[Saved entries]
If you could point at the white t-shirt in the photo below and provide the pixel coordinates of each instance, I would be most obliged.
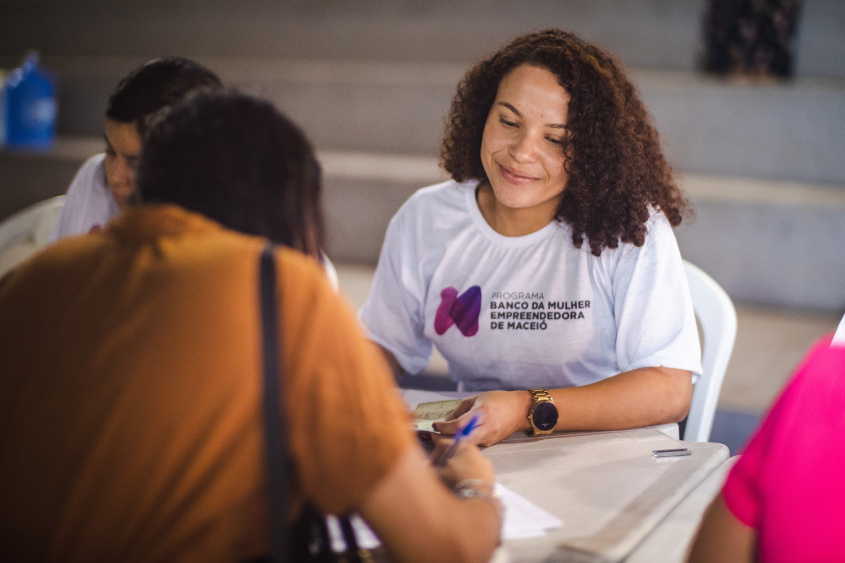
(88, 203)
(530, 311)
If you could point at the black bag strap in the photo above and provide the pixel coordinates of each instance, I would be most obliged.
(275, 433)
(311, 526)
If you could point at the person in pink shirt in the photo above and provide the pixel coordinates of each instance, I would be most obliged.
(784, 499)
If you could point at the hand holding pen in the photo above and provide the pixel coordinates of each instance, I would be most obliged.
(457, 438)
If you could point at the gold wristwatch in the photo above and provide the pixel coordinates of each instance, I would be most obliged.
(542, 416)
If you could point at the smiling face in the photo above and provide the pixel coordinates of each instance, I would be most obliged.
(123, 144)
(522, 151)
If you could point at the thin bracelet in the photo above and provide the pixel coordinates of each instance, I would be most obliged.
(471, 488)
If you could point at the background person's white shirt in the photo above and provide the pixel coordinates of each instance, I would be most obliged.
(88, 203)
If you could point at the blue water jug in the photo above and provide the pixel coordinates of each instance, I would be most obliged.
(31, 109)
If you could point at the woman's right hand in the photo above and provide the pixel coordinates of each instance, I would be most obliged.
(466, 463)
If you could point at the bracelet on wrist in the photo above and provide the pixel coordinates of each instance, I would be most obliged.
(482, 490)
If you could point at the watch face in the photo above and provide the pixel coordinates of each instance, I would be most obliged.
(545, 416)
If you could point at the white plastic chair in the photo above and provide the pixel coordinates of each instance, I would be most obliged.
(24, 232)
(716, 316)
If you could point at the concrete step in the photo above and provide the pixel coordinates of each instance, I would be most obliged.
(779, 131)
(650, 34)
(771, 243)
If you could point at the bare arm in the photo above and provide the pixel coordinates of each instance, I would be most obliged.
(419, 519)
(631, 399)
(722, 537)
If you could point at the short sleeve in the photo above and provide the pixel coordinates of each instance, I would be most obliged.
(652, 305)
(88, 201)
(393, 315)
(348, 424)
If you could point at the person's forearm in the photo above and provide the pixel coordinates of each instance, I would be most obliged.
(631, 399)
(419, 519)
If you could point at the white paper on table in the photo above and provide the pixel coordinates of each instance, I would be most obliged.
(523, 519)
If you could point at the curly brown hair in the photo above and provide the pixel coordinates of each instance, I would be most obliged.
(612, 153)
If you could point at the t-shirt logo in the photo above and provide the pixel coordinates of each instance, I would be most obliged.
(461, 311)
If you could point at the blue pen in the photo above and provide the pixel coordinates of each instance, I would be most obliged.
(462, 433)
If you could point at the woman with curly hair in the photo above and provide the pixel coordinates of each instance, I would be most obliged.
(546, 271)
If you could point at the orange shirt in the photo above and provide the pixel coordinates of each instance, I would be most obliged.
(130, 418)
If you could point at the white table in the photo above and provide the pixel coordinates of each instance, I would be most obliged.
(608, 489)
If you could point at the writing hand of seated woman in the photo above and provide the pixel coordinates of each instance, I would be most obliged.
(502, 414)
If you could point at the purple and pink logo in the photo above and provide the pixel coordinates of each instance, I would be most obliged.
(461, 311)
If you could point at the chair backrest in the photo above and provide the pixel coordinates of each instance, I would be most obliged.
(716, 316)
(24, 232)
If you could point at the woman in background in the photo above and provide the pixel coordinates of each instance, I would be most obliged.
(546, 271)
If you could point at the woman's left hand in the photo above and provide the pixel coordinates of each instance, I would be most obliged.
(502, 414)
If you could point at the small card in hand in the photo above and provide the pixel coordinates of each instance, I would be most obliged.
(426, 414)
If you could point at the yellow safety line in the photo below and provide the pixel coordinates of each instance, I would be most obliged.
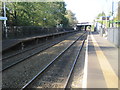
(111, 78)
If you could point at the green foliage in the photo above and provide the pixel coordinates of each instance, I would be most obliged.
(44, 14)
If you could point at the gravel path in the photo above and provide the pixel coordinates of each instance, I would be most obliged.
(21, 73)
(56, 75)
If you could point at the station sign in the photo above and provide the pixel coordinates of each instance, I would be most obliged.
(3, 18)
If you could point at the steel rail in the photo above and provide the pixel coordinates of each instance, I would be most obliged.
(74, 63)
(25, 50)
(45, 68)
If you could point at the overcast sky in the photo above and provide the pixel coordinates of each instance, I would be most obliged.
(87, 10)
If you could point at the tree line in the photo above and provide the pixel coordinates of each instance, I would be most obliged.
(44, 14)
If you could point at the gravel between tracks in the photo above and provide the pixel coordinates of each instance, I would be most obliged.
(21, 73)
(77, 75)
(56, 75)
(23, 55)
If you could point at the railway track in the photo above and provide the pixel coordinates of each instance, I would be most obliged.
(41, 74)
(23, 72)
(16, 58)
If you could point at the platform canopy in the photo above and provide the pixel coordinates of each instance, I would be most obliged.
(3, 18)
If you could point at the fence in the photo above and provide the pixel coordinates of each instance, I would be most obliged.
(28, 31)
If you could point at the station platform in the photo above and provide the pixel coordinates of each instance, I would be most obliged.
(101, 66)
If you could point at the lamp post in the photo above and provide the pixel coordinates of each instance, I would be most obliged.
(112, 13)
(44, 19)
(4, 8)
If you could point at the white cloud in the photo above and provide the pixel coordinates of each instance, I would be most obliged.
(87, 10)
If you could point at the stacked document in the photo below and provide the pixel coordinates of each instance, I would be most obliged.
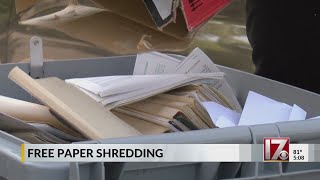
(34, 123)
(163, 95)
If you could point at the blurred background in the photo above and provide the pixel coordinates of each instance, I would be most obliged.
(223, 38)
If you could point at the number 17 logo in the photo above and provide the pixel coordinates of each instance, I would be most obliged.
(276, 149)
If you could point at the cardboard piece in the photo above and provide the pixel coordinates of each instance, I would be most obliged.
(79, 110)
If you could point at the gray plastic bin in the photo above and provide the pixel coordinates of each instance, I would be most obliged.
(301, 132)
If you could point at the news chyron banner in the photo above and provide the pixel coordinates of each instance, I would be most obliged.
(272, 150)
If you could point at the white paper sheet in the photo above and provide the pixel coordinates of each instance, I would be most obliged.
(164, 7)
(222, 115)
(317, 117)
(297, 113)
(155, 63)
(259, 109)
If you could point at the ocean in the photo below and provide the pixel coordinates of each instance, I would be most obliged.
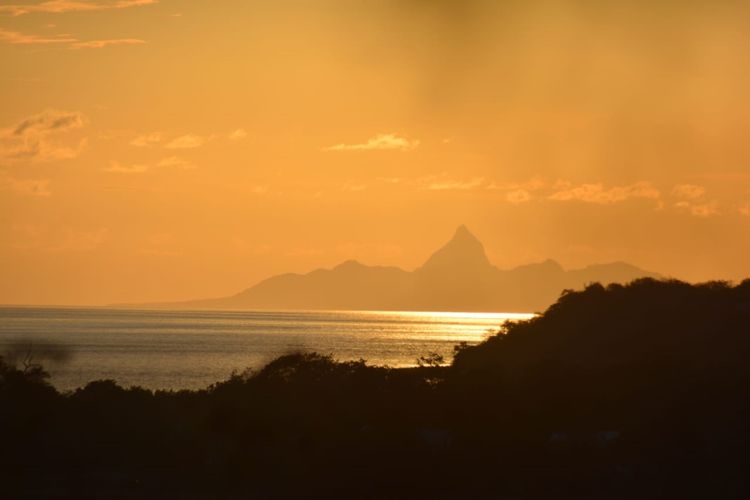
(193, 349)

**TASK REQUIREMENTS**. Could you return all of the lines above verbatim, leaving the pictures out?

**REPLY**.
If you could point at the white t-shirt in the photo below and provide the pixel coordinates of each instance, I would be most obliged.
(88, 203)
(530, 311)
If you could point at the black bag strap in the photo above and provide the pixel coordinates of each instance, I would be most obliged.
(275, 433)
(311, 526)
If you could point at the person in pink shirt in the photo above and provide the pixel coordinates of each instance, I would be most obliged.
(784, 499)
If you could point at the hand holding pen in the photo above and provide the pixel coordinates of each instance, I would be most obliged.
(457, 438)
If you could point at the gold wristwatch in the photo above and provide the pixel coordinates of each instance, I would be most obliged.
(542, 416)
If you could point at the smiling face in the photo above and provide the pixel coordinates of each instance, I would be most obliged.
(123, 144)
(522, 151)
If you could point at the thin bracelet in the photo above and provide the pixel coordinates of each instance, I would be most obliged.
(471, 488)
If you could point at the background person's white shirt in the photo above and provide the pixel coordinates of each instance, I would be most obliged.
(88, 203)
If you could point at the blue water jug in the photo above and provide the pixel coordinates of each instance, I would be most obliged.
(31, 109)
If you could point at the woman's right hand in the photo above and provide the pixel coordinates of each instance, I would be most obliged.
(466, 463)
If you could point at the bracelet on wrist in the photo above and provide the pixel coordinates of each instance, I would be most obliged.
(482, 490)
If you could point at the watch face in the photo above and provide the pixel coordinates of each instance, I would be most obliged.
(545, 416)
If you could point at the white plastic chair in the photo above and provide the pixel coordinates of each instance, I would be most obliged.
(24, 232)
(716, 316)
If you could point at the concrete step in the photo above and provide the pixel coordinates of each instance, I would be most obliged.
(779, 131)
(650, 34)
(771, 243)
If you could point at the bare arm in the photo above and provide the pixel coordinates of each instance, I would be most obliged.
(419, 519)
(631, 399)
(722, 537)
If you could point at the short sleeve in the photo above and provide the pixel coordinates of each instance, I would be most obliged.
(652, 305)
(88, 201)
(393, 315)
(348, 424)
If you could point at the person's forearm in the photo above and provide the pixel coordinates of each instance, I would be most obliged.
(631, 399)
(419, 519)
If you could point at the white paper on table in the photo above and provide the pixel coordinates of each instance, I would be most obliged.
(523, 519)
If you could point at the curly brown hair in the photo above and provide the pixel coordinates of each instance, I would be most obliged.
(612, 153)
If you could point at the t-shirt logo in the photo above and provide the pixel coordinates of each instance, I would be most obliged.
(461, 311)
If you could point at the blue pen in the photo above and provide the pixel coordinates of each instance, I would be most obliged.
(462, 433)
If you could point at the woman with curly hair in the photo above and provide the pixel coordinates of each instance, I would be most obliged.
(546, 271)
If you could point at the orange shirt in the photo above and provide the pixel coordinates of each instance, I would be most obliged.
(130, 418)
If you could point at the white table in the photo above and provide the pixel coordinates of each instance, I would be most obliged.
(608, 489)
If you could point at the writing hand of seated woman in the photo above and provide the pixel coordinates of each instance, I would be most obliged.
(502, 414)
If you could point at the purple and pink logo in the photo above and provide the pixel coordinates of each instance, I would be most obliged.
(461, 311)
If you could point at the chair backrest in the photo above and provide the pixel coordinates of each instance, I would be most obliged.
(716, 316)
(24, 232)
If you could point at the woman in background in the photo above and provide the pixel coordinates of each instance, I would be most obliged.
(546, 271)
If you could point at the woman's left hand in the photo above and provide the pixel coordinates of each instance, I would be most obliged.
(502, 414)
If you could point at the small card in hand in the photo above and provide the pixel coordinates of each instance, I would be most obliged.
(426, 414)
If you could point at the yellow safety line in the photo below and provide the pixel coordinates of each instance, I would be most obliged.
(111, 78)
If you could point at the green foliage in the photo above and provide the pixel coordinates of each instance, I would be most obliged.
(44, 14)
If you could point at the gravel path in the photo above and provide the pixel coordinates of each instance, I would be most obliged.
(21, 73)
(56, 75)
If you could point at the station sign in the photo above and provide the pixel coordinates of each instance, I would be most obliged.
(3, 18)
If you could point at the steel rail in the photo above and provide the pixel coordinates of each instance, I would be most obliged.
(74, 63)
(25, 50)
(45, 68)
If you could point at the overcast sky in the photo above and provide the pixel coordinates of each instance, I would be most obliged.
(87, 10)
If you could point at the tree line in the photo above and provide the pixel coordinates of each instance, I would be most obliged.
(44, 14)
If you could point at the gravel between tracks in the photo above and provide the pixel coordinates of each instance, I would be most obliged.
(21, 73)
(77, 75)
(56, 75)
(23, 55)
If you could point at the railway track in the photo above and provide the pixel coordinates of each instance, I would be most obliged.
(41, 74)
(23, 72)
(16, 58)
If you could point at the platform canopy in the photo above and provide the pixel coordinates of each instance, I would be most obliged.
(3, 18)
If you could point at the fence in the photo above and provide the pixel coordinates of each instance, I would be most obliged.
(28, 31)
If you could point at the station platform in the photo above and provide the pixel coordinates of each instance, I would be most obliged.
(101, 66)
If you could point at the lamp post in the photo above and provide the pixel coordinates of each instance, I would be most obliged.
(112, 13)
(44, 19)
(4, 8)
If you could point at the white cloud in the photo above and provide the pixel coordinates of each instance, I would be most obliged.
(87, 10)
If you could point at the stacked document in the photo below and provide the pixel coordinates of each instance, I would be most obliged.
(34, 123)
(163, 95)
If you could point at the blurred background in the photo above and provide the pixel coordinates of each instance, I would be most obliged.
(223, 38)
If you could point at the number 17 logo in the photo above and provide the pixel coordinates of each instance, I would be most obliged.
(276, 149)
If you could point at the cardboard piece in the photo above and provide the pixel coordinates of each instance, I would be most obliged.
(79, 110)
If you could point at the gray plastic bin in the photo above and provide the pixel coordinates of each instance, I would be most obliged.
(301, 132)
If you could point at the news chyron banner in the photo above and provide the pixel coordinates of each instance, I would be most obliged.
(272, 150)
If you could point at the white paper sheet in the photo above and provide the pixel coordinates of each instance, I would be most obliged.
(164, 7)
(222, 115)
(317, 117)
(297, 113)
(155, 63)
(259, 109)
If you could point at the ocean in the photo below and provide the pixel coordinates of each instance, I would be most obliged.
(193, 349)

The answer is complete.